■ **Exercise instructions**:
• A. In the article about Christian home-schoolers, how old was Aimee Beall on her first day at the school?
• B. From the article about Christian home-schoolers, extract the passage starting at "But for the" and ending at "than a revolt.".
• C. Summarize the article about Christian home-schoolers in two sentences.

■ **Given text**:
The revolt of the Christian home-schoolers
The revolt of the Christian home-schoolers
They were taught that public schools are evil. Then a Virginia couple defied their families and enrolled their kids.
Oliver Beall walks with his mother, Christina Beall, outside Round Hill Elementary School as Aimee Beall walks ahead. (Matt McClain/The Washington Post)
By Peter Jamison
May 30 at 7:00 a.m.
Deep Reads features The Washington Posts best immersive reporting and narrative writing.
ROUND HILL, Va. They said goodbye to Aimee outside her elementary school, watching nervously as she joined the other children streaming into a low brick building framed by the foothills of the Blue Ridge Mountains. Christina and Aaron Beall stood among many families resuming an emotional but familiar routine: the first day of full-time, in-person classes since public schools closed at the beginning of the pandemic.
But for the Bealls, that morning in late August 2021 carried a weight incomprehensible to the parents around them. Their 6-year-old daughter, wearing a sequined blue dress and a pink backpack that almost obscured her small body, hesitated as she reached the doors. Although Aaron had told her again and again how brave she was, he knew it would be years before she understood how much he meant it understood that for her mother and father, the decision to send her to school was nothing less than a revolt.

■ **Data provided**:
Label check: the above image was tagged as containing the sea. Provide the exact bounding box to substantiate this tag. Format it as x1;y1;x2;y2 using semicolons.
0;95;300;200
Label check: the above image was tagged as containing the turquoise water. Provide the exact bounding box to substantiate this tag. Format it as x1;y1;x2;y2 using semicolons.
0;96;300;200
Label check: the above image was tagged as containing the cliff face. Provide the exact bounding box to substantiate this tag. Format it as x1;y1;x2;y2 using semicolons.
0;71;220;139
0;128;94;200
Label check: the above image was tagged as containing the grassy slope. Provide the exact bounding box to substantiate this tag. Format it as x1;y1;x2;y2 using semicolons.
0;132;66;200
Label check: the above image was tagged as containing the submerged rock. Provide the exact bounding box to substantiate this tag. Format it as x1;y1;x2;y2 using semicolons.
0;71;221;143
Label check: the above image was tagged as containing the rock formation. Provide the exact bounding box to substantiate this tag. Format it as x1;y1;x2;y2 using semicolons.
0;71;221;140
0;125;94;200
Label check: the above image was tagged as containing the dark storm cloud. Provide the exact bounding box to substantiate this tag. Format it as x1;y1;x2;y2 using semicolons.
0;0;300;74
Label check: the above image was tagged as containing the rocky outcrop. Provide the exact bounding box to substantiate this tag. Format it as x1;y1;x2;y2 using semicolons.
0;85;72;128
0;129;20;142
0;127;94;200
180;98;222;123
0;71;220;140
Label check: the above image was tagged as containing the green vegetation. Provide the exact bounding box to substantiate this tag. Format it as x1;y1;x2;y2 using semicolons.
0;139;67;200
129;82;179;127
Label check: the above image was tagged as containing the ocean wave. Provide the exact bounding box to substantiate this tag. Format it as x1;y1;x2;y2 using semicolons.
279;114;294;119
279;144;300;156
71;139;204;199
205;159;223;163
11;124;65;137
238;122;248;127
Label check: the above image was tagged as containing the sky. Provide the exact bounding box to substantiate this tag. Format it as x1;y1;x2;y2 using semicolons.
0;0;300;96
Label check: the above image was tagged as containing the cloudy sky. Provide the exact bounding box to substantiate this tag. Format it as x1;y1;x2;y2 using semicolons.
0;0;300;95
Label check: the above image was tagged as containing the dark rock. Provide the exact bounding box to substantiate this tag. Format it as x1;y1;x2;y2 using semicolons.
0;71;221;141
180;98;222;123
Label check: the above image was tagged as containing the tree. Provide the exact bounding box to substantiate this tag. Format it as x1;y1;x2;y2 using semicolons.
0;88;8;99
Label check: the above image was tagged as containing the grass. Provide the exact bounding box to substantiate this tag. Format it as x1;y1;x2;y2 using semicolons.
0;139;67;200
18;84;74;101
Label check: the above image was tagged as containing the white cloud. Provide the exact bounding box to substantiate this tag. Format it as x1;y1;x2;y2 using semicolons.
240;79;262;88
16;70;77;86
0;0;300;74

■ **Task-by-task answers**:
• A. She was 6 years old.

• B.
But for the Bealls, that morning in late August 2021 carried a weight incomprehensible to the parents around them. Their 6-year-old daughter, wearing a sequined blue dress and a pink backpack that almost obscured her small body, hesitated as she reached the doors. Although Aaron had told her again and again how brave she was, he knew it would be years before she understood how much he meant it understood that for her mother and father, the decision to send her to school was nothing less than a revolt.

• C. In late August 2021, Christina and Aaron Beall saw their 6-year-old daughter Aimee off on the first day of full-time, in-person classes at her elementary school in Round Hill, Virginia. Taught that public schools are evil, the couple defied their families by enrolling their kids, a decision that for them was nothing less than a revolt.